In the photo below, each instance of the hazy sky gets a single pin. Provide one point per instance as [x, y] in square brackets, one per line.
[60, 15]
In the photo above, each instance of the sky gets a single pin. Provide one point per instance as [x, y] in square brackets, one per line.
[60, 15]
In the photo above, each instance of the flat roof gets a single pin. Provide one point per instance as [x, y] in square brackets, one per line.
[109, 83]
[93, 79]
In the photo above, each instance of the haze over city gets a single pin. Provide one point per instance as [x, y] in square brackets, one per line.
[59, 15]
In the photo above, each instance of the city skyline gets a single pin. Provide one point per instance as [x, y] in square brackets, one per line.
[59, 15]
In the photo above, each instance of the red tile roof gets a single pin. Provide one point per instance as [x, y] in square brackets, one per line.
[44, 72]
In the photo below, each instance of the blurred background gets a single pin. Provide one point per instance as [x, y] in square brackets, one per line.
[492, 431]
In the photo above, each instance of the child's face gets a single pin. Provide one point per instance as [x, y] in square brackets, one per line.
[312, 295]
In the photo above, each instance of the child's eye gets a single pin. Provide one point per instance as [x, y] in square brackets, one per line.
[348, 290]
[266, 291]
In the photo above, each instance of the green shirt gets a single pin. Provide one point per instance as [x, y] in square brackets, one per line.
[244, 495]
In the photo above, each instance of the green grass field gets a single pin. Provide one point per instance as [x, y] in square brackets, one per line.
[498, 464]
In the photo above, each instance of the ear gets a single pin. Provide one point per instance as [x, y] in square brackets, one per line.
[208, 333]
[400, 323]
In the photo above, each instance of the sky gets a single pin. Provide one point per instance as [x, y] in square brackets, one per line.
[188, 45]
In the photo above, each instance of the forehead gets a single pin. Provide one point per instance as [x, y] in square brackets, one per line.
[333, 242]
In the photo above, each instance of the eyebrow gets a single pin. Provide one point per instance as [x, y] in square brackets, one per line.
= = = = = = =
Can you write out every one of the lines above, word for word?

# Task solution
In the photo below, each instance of the hazy sky gets a single pin. Provide one point per instance as [x, y] in square brackets, one per line.
[60, 15]
In the photo above, each instance of the sky gets a single pin. Provide one point per instance as [x, y] in square brackets, one per line.
[60, 15]
In the photo above, each instance of the flat roof gets a single pin. Provide one point per instance as [x, y] in square brackets, one per line.
[109, 83]
[93, 79]
In the photo above, each instance of the haze over city gets a single pin. Provide one point per instance as [x, y] in square brackets, one per line.
[59, 15]
In the photo above, each instance of the city skyline gets a single pin. Provide one point per instance as [x, y] in square brackets, one per line.
[59, 15]
In the photo above, each instance of the red tile roof gets a single pin. Provide one point per instance as [x, y] in square brackets, one per line.
[44, 72]
In the photo below, each instance of the blurred background gets a single pin. Provide one point per instance as [x, y] in square brackets, one per line.
[492, 431]
In the photo above, each instance of the child's face gets a single pin. Provide one point per instance as [x, y] in square brackets, one per line.
[312, 295]
In the photo above, each instance of the child's eye gets a single pin. Provide one point per instance as [x, y] in square brackets, one per line.
[348, 290]
[266, 291]
In the photo above, each instance of the green shirt gets a single pin. Provide one point per instance as [x, y] in square brackets, one per line.
[244, 495]
In the photo above, each instance of the green grass field gets a single pin. Provide one point per instance as [x, y] in square brackets, one per line.
[498, 464]
In the photo above, each instance of the ear gets a single pin. Provide one point per instance as [x, y] in square brackets, one per line.
[208, 333]
[400, 323]
In the photo above, each instance of the sky gets a single pin. Provide one point per instance as [x, y] in square brackets, one per line.
[188, 45]
In the photo above, each instance of the forehead gets a single pin. Provide one point per instance as [x, y] in square brackets, one per line.
[333, 242]
In the photo above, each instance of the eyebrow gets a single pin. Provide one point per instance as [x, y] in square brackets, one per line.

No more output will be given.